What the task requires =>
Make an exact copy of the entries below.

Start of Given records

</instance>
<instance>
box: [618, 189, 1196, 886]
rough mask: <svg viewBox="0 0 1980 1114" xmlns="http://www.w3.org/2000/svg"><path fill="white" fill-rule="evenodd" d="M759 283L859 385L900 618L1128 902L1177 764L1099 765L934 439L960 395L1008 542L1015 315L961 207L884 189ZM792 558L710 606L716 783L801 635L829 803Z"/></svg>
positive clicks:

End of Given records

Exercise output =>
</instance>
<instance>
box: [618, 189, 1196, 886]
rough mask: <svg viewBox="0 0 1980 1114" xmlns="http://www.w3.org/2000/svg"><path fill="white" fill-rule="evenodd" d="M759 283L859 385L900 618L1128 902L1177 764L1099 765L934 439L960 395L1008 542L1015 315L961 207L884 189ZM792 558L710 606L716 783L801 635L829 803Z"/></svg>
positive clicks:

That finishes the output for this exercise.